Green Eggs and Ham
By sirdantes on Mar 4, 2010 | In Announcements | Send feedback »
Good evening everybody!
I spend most of my time on here blogging about my son, Sir Dantes, and the different experiences we have had due to his being autistic. Well, tonight I want to write about his sister, Ms. Maxie.
For so long now I have worried and wondered what the effect of having a little brother who needs so much attention has had on her. Do we give her enough attention? Does she get jealous because she doesn't understand; she is only five? Does she understand why we expect more of her while her brother seems to get more chances?
Follow up:
We have done our best to try to get her to understand. She is a typical child. She has met and exceeded milestones for her age. She talks. She understands social cues. She is a wonderful little girl, but at times I know she acts out because she wants more attention. So I am always resolute to spend more time with her and to be more patient with her. Despite my efforts, I always feel as though I am falling short because Sir Dantes demands so much time.
But maybe I am not doing as bad as I thought, and I owe her successes not only to myself but also to her daddy who spends so much more time with them than I do.
Before Sir Dantes was born, I read to Maxie everyday and night. I made her flashcards and took every moment of the day to teach her something new. We strolled in the park and played outside at every opportunity. I saw everything as a chance to teach her and help her little mind grow. Then, Sir Dantes was born and my attention was diverted and our strolls started to end. Many nights I was just to tired to read a good-night story. It became so much easier just to pop a movie in and give her a kiss. The flashcards began to collect dust.
When I finally secured a full-time job closer to home I began to make time again for all of the things I had stopped doing. Between her daddy's daily lessons (we plan on homeschooling) and my renewed efforts I am beginning to see improvements. I am no where near my goal of making all of the time I want, but I am spending more time with her. I am being able to make more mommy/ daughter time for her. Her daddy set her up with her own computer and learning games. We let her help with simple cooking and so on. And tonight I really saw proof that we are getting the equality more balanced.

---------------

Task 1:
In the blog post about Ms. Maxie, what did her daddy set her up with?
Task 2:
Pick up the blog post about Ms. Maxie at its final sentence, and write what comes next.

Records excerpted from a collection

---------------

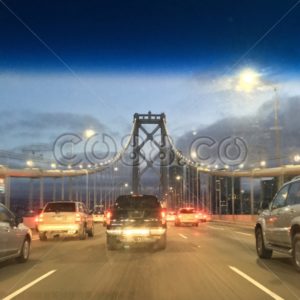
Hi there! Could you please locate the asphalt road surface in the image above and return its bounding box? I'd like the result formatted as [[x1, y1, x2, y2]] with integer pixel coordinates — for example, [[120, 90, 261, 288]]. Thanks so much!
[[0, 223, 300, 300]]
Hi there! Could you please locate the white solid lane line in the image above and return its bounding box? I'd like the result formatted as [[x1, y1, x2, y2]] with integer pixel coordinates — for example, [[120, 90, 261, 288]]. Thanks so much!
[[235, 231, 254, 236], [178, 233, 187, 239], [228, 266, 284, 300], [207, 225, 225, 230], [2, 270, 56, 300]]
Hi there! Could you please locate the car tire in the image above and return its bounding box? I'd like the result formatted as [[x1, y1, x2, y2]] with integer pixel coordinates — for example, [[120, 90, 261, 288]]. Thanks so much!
[[87, 224, 94, 237], [292, 233, 300, 272], [16, 237, 30, 263], [106, 234, 117, 250], [79, 226, 86, 240], [157, 233, 167, 250], [255, 227, 273, 259], [39, 232, 47, 242]]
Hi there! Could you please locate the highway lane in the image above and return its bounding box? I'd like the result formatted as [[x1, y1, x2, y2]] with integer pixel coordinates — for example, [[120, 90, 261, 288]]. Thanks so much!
[[0, 223, 300, 299]]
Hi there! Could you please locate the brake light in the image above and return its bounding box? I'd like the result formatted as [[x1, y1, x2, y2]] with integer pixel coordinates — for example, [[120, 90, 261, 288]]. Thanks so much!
[[35, 214, 44, 223], [160, 210, 166, 225], [106, 211, 111, 225], [75, 213, 81, 223]]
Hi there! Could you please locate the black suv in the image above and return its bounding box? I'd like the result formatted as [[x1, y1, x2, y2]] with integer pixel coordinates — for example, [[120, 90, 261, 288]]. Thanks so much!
[[106, 195, 167, 250]]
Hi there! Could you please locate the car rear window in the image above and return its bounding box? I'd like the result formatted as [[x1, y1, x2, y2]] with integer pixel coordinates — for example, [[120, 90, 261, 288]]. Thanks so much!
[[179, 208, 195, 214], [44, 202, 76, 212], [114, 196, 160, 209]]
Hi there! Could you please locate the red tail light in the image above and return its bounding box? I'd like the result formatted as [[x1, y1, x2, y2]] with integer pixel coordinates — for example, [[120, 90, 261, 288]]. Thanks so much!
[[75, 213, 81, 223], [106, 211, 111, 225], [160, 210, 166, 225], [35, 214, 44, 223]]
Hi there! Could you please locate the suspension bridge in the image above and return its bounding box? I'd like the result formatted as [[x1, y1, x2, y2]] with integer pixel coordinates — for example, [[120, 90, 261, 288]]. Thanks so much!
[[0, 112, 300, 214]]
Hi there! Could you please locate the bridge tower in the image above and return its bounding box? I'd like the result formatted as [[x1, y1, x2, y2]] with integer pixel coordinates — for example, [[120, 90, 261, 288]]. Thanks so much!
[[131, 111, 171, 196]]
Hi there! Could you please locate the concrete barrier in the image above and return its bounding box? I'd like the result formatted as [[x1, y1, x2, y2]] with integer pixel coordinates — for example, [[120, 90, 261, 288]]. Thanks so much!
[[23, 217, 36, 229], [212, 215, 257, 227]]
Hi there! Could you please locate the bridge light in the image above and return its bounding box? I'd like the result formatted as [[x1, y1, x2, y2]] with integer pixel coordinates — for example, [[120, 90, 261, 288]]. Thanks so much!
[[294, 154, 300, 162], [26, 160, 34, 168], [84, 129, 96, 139], [236, 69, 260, 92], [260, 160, 267, 168]]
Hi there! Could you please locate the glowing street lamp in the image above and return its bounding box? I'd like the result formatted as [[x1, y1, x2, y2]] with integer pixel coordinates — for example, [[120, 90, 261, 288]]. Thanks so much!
[[26, 160, 34, 168], [236, 69, 282, 165], [294, 154, 300, 162], [260, 160, 267, 168]]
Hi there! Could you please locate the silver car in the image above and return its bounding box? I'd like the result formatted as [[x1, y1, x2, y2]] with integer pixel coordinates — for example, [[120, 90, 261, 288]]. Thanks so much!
[[37, 201, 94, 241], [0, 203, 31, 263], [255, 176, 300, 271]]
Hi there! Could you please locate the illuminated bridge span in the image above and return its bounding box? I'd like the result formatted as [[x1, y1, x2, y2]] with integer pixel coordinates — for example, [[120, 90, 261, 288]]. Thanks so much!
[[0, 112, 300, 214]]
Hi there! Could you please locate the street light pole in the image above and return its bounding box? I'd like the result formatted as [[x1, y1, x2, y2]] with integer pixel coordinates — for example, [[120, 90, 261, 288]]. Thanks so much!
[[274, 87, 282, 166]]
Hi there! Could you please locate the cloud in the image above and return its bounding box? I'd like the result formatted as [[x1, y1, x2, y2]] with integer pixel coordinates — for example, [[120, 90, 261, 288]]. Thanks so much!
[[176, 96, 300, 166], [0, 111, 111, 149]]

---------------

Result 1:
Her own computer and learning games.

Result 2:
After baths were over we sat down to read. I grabbed "Green Eggs and Ham". Now, I have read this book many times to both of them and they have the D.V.D. However tonight I let Ms. Maxie read. She read the entire book by herself out loud to me and Sir Dantes! I can not tell you how proud of her I am.
The first few pages were a breeze, probably because the rote memory of having it read to her so many times. But, as the paragraphs became longer she was really concentrating and she got it all right! She only confused "would" and "could" three times! I am so, so, proud of her! She did such a fantastic job. I am still grinning from ear to ear and I write this blog.
She has shown a lot of maturity although she doesn't quite understand autism. She has also shown that she needs our time. She is so smart and I am so glad that she is succeeding. And, she is showing me that mine and her daddy's efforts to spend more time with her is improving.
I can only imagine her difficulty to learn to live with an autistic brother is as difficult as having a son with autism. It is just a different type of difficulty. But, together we will all get it right.